EXERCISE DETAILS. Rewrite the design notes from "Pros: durable, scalable" up to and including "running commands in-process?", substituting "permit list" for "allowlist".

QUOTED TEXT.
==============================
Option B — off-the-shelf BPMN engine¶

Pros: mature BPMN semantics for free. Cons: still needs a separate CACAO runtime; license/second-language cost; no safe-executor posture out of the box.

Option C — heavyweight SOAR/Zeebe¶

Pros: durable, scalable orchestration. Cons: fails isolation/footprint/supply-chain drivers decisively.

Option D — status quo¶

Pros: zero cost. Cons: the requirement goes unmet.

Open Questions¶

Durable long-running waits. A real intermediateCatchEvent (wait days for an external signal) needs resumable state. v1 passes through in one-shot mode and correlates at the dispatcher in serve mode. When durable waits are needed, where does state live — JetStream KV, a small embedded store, or an external one? (Likely punts to a v2.)
Enabling real execution. What is the opt-in shape for ssh/bash? Proposed: an env flag plus a per-command allowlist plus HITL routing (ARC-ADR-006) for anything destructive. Does the executor call out to a separate, even-more-isolated exec sidecar rather than running commands in-process?
CACAO trigger grammar. CACAO has no native event-trigger field; v1 uses a non-normative step_extensions.trigger block on the start step. Should the fleet standardize that extension, or carry triggers in a sidecar manifest?
Condition engine. Full STIX Patterning (CACAO) and full FEEL (BPMN) are large grammars. v1 supports a comparison subset. Do we adopt a vetted library per language, or grow the subset as runbooks demand?
==============================
DATA PROVIDED.
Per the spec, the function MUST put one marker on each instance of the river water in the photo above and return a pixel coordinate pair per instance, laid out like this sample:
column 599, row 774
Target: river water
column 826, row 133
==============================
COMPLETED TASK.
Pros: durable, scalable orchestration. Cons: fails isolation/footprint/supply-chain drivers decisively.

Option D — status quo¶

Pros: zero cost. Cons: the requirement goes unmet.

Open Questions¶

Durable long-running waits. A real intermediateCatchEvent (wait days for an external signal) needs resumable state. v1 passes through in one-shot mode and correlates at the dispatcher in serve mode. When durable waits are needed, where does state live — JetStream KV, a small embedded store, or an external one? (Likely punts to a v2.)
Enabling real execution. What is the opt-in shape for ssh/bash? Proposed: an env flag plus a per-command permit list plus HITL routing (ARC-ADR-006) for anything destructive. Does the executor call out to a separate, even-more-isolated exec sidecar rather than running commands in-process?